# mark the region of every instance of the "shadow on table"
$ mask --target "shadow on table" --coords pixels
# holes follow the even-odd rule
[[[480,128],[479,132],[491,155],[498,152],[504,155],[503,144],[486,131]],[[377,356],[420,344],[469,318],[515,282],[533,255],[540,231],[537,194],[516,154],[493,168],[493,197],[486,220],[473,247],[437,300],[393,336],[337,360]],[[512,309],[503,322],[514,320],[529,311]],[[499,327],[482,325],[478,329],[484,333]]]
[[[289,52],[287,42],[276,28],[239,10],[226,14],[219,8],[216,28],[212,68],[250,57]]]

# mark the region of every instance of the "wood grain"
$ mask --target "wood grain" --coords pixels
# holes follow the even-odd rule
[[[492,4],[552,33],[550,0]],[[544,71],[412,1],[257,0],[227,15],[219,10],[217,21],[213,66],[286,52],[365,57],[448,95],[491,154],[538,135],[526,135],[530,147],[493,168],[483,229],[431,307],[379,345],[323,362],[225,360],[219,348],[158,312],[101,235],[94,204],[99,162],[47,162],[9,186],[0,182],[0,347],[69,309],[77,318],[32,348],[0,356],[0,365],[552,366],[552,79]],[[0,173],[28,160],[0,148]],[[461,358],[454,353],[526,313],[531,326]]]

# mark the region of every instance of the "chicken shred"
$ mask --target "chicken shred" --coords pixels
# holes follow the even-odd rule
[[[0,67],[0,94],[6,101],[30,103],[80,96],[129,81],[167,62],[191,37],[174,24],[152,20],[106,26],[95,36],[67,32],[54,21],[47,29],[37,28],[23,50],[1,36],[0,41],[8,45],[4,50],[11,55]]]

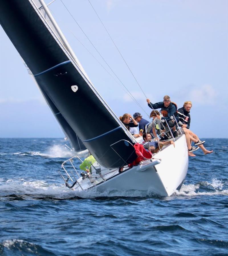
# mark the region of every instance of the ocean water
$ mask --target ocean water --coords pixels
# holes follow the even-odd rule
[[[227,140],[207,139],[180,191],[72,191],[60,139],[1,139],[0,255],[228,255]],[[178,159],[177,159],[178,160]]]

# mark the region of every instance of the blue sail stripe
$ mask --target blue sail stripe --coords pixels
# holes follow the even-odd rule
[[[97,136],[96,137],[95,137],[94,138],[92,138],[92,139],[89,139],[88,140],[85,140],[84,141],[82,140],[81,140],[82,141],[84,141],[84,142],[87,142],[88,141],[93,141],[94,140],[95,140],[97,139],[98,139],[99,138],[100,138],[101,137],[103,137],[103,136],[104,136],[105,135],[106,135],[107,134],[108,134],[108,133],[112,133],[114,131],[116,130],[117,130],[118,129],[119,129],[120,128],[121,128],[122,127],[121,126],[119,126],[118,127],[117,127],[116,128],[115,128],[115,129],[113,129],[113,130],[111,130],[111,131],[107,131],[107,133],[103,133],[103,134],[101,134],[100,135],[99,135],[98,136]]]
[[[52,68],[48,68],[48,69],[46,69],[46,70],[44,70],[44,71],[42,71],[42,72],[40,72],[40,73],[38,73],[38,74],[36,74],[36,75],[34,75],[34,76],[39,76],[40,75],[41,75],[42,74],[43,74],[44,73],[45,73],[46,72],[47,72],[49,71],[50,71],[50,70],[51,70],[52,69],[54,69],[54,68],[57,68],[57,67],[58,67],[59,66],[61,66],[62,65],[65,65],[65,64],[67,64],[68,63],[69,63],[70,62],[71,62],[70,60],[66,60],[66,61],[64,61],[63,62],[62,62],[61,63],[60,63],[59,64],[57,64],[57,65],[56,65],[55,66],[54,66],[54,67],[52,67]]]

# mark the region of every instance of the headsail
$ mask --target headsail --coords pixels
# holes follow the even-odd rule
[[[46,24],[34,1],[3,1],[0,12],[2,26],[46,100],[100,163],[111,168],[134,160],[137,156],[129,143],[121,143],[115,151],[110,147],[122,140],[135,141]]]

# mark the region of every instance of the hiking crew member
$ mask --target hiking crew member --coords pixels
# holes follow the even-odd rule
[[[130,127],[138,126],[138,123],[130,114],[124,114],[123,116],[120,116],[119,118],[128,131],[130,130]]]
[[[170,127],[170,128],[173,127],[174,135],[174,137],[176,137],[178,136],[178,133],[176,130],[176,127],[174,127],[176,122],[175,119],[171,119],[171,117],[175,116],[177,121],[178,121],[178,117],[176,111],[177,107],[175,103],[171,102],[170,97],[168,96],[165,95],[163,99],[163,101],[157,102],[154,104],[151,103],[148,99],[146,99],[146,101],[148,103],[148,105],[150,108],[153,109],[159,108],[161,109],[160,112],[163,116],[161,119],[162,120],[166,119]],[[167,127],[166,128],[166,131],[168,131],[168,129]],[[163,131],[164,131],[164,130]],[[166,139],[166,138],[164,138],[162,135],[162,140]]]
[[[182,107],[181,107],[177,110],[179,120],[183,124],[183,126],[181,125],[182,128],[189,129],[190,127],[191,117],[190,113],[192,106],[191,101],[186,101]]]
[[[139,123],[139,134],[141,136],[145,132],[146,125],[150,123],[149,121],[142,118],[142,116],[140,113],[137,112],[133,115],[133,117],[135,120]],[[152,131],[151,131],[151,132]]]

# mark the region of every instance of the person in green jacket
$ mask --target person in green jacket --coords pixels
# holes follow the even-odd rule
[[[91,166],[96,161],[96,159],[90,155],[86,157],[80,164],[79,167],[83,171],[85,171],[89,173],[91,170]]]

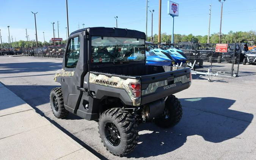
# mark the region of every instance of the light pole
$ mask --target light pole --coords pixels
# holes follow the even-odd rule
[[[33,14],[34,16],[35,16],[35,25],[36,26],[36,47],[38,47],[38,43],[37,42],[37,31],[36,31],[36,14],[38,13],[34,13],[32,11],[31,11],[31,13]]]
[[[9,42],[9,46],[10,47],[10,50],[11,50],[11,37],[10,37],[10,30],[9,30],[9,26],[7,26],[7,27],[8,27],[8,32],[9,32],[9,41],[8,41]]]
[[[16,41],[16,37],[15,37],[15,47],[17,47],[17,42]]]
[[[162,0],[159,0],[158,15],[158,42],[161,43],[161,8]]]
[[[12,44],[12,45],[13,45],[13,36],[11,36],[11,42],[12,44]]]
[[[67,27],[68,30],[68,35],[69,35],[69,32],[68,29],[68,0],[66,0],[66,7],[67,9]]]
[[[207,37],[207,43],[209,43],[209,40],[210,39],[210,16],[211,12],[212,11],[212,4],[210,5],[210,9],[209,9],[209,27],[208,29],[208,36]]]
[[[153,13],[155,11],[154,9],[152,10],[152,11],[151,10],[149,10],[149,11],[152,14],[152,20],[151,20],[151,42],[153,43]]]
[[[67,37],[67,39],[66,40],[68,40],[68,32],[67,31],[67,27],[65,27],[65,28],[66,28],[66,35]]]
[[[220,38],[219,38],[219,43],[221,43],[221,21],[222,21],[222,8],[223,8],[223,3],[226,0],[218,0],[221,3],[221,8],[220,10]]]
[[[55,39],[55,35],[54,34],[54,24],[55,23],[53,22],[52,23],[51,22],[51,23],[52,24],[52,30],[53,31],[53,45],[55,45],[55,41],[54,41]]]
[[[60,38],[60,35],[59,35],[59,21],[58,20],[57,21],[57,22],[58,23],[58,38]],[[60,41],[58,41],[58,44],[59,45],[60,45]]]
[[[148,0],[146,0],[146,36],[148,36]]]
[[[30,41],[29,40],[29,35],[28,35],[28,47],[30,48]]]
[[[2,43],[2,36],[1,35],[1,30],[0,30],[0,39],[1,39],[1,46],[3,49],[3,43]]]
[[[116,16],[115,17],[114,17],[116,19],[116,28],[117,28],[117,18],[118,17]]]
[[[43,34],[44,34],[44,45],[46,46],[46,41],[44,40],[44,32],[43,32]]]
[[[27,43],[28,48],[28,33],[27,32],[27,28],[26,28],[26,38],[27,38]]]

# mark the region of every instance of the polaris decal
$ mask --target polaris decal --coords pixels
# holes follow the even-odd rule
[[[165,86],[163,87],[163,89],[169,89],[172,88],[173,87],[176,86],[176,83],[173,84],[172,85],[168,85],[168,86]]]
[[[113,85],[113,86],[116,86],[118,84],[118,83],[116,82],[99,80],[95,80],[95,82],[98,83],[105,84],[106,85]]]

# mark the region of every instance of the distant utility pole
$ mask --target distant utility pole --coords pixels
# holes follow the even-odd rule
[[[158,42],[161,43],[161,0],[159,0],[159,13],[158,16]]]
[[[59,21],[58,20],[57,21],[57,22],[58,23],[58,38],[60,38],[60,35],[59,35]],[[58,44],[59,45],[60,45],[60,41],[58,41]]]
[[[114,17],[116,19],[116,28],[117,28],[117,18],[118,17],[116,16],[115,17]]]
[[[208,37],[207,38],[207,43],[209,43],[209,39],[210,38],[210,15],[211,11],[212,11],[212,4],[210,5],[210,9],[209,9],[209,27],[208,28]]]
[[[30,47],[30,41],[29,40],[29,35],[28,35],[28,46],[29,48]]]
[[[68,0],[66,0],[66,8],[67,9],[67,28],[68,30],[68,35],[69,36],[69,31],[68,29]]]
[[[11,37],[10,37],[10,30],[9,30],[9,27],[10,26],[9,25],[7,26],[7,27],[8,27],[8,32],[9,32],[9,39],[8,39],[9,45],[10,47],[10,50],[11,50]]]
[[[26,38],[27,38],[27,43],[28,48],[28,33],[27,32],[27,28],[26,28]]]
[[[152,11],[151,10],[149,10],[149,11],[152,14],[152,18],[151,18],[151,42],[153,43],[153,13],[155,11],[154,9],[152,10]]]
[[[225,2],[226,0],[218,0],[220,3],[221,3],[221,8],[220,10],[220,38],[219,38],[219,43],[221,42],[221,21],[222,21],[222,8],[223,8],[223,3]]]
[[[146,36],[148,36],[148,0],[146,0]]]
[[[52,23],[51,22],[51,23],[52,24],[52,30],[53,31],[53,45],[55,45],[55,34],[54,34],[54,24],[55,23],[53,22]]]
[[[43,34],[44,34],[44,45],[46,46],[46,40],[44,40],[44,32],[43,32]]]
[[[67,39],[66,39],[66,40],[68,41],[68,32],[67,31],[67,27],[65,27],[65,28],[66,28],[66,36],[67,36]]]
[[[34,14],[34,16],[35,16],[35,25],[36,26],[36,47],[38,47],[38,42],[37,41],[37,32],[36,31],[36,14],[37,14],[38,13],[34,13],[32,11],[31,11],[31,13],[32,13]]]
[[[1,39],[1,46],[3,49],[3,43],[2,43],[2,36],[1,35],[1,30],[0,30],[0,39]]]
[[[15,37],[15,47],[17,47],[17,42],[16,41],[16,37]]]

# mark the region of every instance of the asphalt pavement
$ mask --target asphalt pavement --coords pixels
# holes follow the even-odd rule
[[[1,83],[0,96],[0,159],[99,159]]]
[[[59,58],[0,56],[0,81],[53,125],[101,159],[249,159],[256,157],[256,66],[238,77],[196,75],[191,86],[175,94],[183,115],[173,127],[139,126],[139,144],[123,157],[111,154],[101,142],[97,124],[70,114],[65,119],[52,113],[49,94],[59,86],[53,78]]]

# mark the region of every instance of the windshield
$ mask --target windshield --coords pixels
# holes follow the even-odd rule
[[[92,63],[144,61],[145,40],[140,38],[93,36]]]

# Short exercise:
Reproduce only the lines from the line containing "# mark the region of every instance of the asphalt" to the last line of the material above, both of those lines included.

# Answer in full:
# mark the region of every instance of the asphalt pavement
$ mask --target asphalt pavement --coords pixels
# holes follow the even-odd rule
[[[1,83],[0,96],[0,159],[99,159]]]
[[[59,58],[0,56],[0,81],[53,125],[101,159],[249,159],[256,157],[256,66],[238,77],[196,75],[191,86],[175,94],[183,115],[173,127],[139,126],[139,144],[123,157],[111,154],[101,142],[97,124],[70,114],[65,119],[52,113],[49,94],[59,86],[53,78]]]

# mark the region of every instance of the windshield
$ mask --target windshield --coords pixels
# holes follow the even-odd rule
[[[92,63],[144,61],[145,40],[140,38],[93,36]]]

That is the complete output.